**Short problem a**.
In the forum excerpt below, rewrite the paragraph beginning "I think the whole thing is over kill" as a bulleted list that keeps each of its main points.

**Page excerpt**.
With the lip around the edge of a critterkeeper, that type lock would be difficult to make work.
I do like those, very unobtrusive, just wont work for my needs.

I keep my herp room locked when kids are here, and most of alot of my friends wouldnt go in there anyways, they definately would never open something in there.
The lock is more for my and my roommates peace of mind, we can see it and know its locked and the spider is inside.


----------



## Sterlingspider (Feb 14, 2009)

Amphibioman said:


> With the lip around the edge of a critterkeeper, that type lock would be difficult to make work.
> I do like those, very unobtrusive, just wont work for my needs.


I can see where it would be a problem, but I can also think of a few workarounds and that's only the first type of that lock I found in a quick google search.

Either way I would be VERY uncomfortable with something that could so easily tear open a tarantula's abdomen just hanging into a cage like that.


----------



## Pacmaster (Feb 14, 2009)

I see your point, does that species climb enough for that to be an issue?
I thought they are referred to as "pet holes" . . .


----------



## Sterlingspider (Feb 14, 2009)

Amphibioman said:


> I see your point, does that species climb enough for that to be an issue?
> I thought they are referred to as "pet holes" . . .


It's not _likely_ to be a problem, but expecting a tarantula not to do something that could hurt it is much like expecting the same of a three year old.  

They are neither entirely predictable or particularly smart (tarantulas that is... as far as three year old it totally depends on the child and what it's doing).

Besides that, if you weren't worried about it climbing you wouldn't have to be worried about locking the lid in the first place.


----------



## GartenSpinnen (Feb 14, 2009)

I think the whole thing is over kill, its a tarantula.... not a polar bear. The bolts hanging through the enclosure could easily cause injury. The substrate is not nearly deep enough to provide proper burrowing. The water crystals supply absolutely no purpose to the tarantula whatsoever, they cannot hydrate themselves through them, they need water. The rocks with the cage height are just asking for a ruptured abdomen from a fall.

**Short problem b**.
Transcribe the rows from the line with "For the UI displayed" up to and including the line with "[466,203,616,261]", leaving the picture out.

**Records provided**.
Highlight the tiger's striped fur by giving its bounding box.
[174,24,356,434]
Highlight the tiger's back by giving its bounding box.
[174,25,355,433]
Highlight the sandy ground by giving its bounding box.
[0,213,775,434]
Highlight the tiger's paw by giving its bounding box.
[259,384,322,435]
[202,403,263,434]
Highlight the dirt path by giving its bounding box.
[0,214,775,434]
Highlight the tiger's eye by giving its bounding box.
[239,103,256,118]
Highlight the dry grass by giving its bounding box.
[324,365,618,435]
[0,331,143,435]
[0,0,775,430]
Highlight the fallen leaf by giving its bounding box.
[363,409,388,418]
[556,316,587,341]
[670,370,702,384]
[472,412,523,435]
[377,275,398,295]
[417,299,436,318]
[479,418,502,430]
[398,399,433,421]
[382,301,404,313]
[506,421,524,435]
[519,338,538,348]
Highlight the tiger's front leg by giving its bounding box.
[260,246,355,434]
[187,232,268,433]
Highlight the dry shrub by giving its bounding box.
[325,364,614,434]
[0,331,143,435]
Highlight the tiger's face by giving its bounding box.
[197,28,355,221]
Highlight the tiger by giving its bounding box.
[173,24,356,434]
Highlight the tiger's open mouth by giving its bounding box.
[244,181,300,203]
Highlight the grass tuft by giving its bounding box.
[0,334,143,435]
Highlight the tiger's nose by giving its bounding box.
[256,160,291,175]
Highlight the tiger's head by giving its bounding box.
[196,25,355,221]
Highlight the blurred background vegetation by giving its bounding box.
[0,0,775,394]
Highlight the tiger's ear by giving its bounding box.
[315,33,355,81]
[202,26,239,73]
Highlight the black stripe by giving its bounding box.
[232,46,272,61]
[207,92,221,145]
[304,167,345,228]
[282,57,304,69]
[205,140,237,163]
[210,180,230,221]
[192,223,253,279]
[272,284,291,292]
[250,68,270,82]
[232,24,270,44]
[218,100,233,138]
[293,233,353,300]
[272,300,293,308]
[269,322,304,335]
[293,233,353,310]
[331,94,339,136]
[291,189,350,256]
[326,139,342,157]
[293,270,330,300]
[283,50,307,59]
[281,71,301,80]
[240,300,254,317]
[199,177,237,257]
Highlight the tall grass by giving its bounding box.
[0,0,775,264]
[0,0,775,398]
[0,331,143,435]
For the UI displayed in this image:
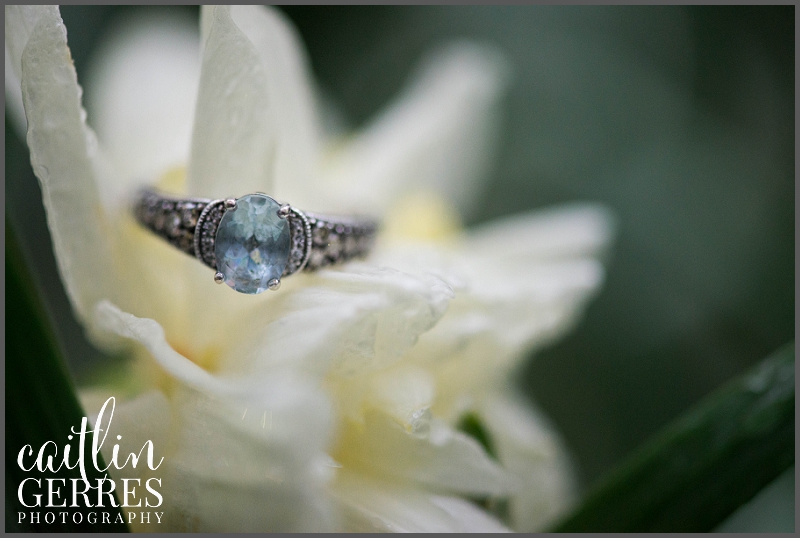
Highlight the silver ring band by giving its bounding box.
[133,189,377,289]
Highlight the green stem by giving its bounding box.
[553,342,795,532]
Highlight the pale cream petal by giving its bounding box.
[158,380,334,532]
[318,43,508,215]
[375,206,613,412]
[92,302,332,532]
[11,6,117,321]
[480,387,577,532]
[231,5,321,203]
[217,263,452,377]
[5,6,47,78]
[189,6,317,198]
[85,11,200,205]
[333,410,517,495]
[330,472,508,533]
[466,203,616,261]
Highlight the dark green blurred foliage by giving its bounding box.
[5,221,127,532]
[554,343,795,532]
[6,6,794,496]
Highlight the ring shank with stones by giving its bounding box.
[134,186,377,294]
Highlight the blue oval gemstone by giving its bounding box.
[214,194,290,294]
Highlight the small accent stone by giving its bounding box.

**Final result a**.
- The whole thing is overkill, since it is a tarantula and not a polar bear.
- The bolts hanging through the enclosure could easily cause injury.
- The substrate is not deep enough for proper burrowing.
- The water crystals serve no purpose for the tarantula. It cannot hydrate itself through them and needs water.
- The rocks, combined with the cage height, risk a ruptured abdomen from a fall.

**Final result b**.
For the UI displayed in this image:
Highlight the silver ring band by giving its bounding box.
[133,189,377,289]
Highlight the green stem by giving its bounding box.
[553,342,795,532]
Highlight the pale cream petal by giving its bounding box.
[158,380,334,532]
[318,43,508,215]
[375,206,613,412]
[92,302,332,532]
[11,6,117,321]
[480,387,577,532]
[231,5,321,203]
[217,263,452,377]
[5,6,47,78]
[189,6,317,198]
[85,11,200,205]
[333,410,517,495]
[330,472,508,533]
[466,203,616,261]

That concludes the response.